:: Extrait du document ::
□ □ □ □
Duo d'habiles faiseurs s'étant révélé dans les années 2000, ayant créé puis imposé leur univers propre aussi riche que profond, les Wachowski nous avaient confortés dans leur parcours imprévisible avec le convaincant Cloud Atlas (2013) faisant suite à la trilogie culte des Matrix et au mal aimé Speed Racer (2008).
Cette jouissive et illusoire bande annonce ne pouvait rien annoncer de meilleur : film de science fiction de plus de deux heures se déroulant en grande partie dans l'espace, sous la forme d'un soap opera remixé et solidifié par les traits caractéristiques de mise en scène des cinéastes, maîtres en la matière, pour un blockbuster mainstream aux nombreuses qualités esthétiques introuvables dans la majeure partie de la production contemporaine. Rendons nous à l'évidence : à la vision de cette infâme purge dégoulinante de ridicule, il ne va pas sans dire que Matrix et Cloud Atlas sont désormais aux Wachowski ce que Citizen Kane est à l'histoire du cinéma.
□ □ □ □
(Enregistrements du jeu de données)
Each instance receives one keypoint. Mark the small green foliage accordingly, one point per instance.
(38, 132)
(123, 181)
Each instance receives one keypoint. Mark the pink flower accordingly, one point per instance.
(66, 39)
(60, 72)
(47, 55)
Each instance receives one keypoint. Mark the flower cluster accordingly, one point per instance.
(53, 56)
□ □ □ □
:: Consigne 1 ::
Indiquez si chacune des affirmations suivantes concorde avec l'extrait, par oui ou non, en citant mot pour mot les termes qui tranchent : (a) Cloud Atlas est daté de 2013 ; (b) Speed Racer y est présenté comme un film apprécié ; (c) le film de science-fiction annoncé dure moins de deux heures.
:: Consigne 2 ::
Résumez l'extrait en deux phrases.
:: Consigne 3 ::
Recopiez fidèlement le passage de l'extrait en commençant par « Cette jouissive et » et en terminant par « l'histoire du cinéma. ».
Répondez en vous fondant uniquement sur l'extrait.

:: Réponse rédigée 1 ::
(a) Oui : « le convaincant Cloud Atlas (2013) ».
(b) Non : « au mal aimé Speed Racer (2008) ».
(c) Non : « film de science fiction de plus de deux heures ».

:: Réponse rédigée 2 ::
Révélés dans les années 2000 avec un univers propre, les Wachowski avaient convaincu avec Cloud Atlas, venu après la trilogie Matrix et Speed Racer. Leur bande-annonce illusoire promettait un blockbuster de science-fiction de plus de deux heures se déroulant surtout dans l'espace, mais le film se révèle une purge ridicule, si bien que Matrix et Cloud Atlas sont désormais aux Wachowski ce que Citizen Kane est à l'histoire du cinéma.

:: Réponse rédigée 3 ::
Cette jouissive et illusoire bande annonce ne pouvait rien annoncer de meilleur : film de science fiction de plus de deux heures se déroulant en grande partie dans l'espace, sous la forme d'un soap opera remixé et solidifié par les traits caractéristiques de mise en scène des cinéastes, maîtres en la matière, pour un blockbuster mainstream aux nombreuses qualités esthétiques introuvables dans la majeure partie de la production contemporaine. Rendons nous à l'évidence : à la vision de cette infâme purge dégoulinante de ridicule, il ne va pas sans dire que Matrix et Cloud Atlas sont désormais aux Wachowski ce que Citizen Kane est à l'histoire du cinéma.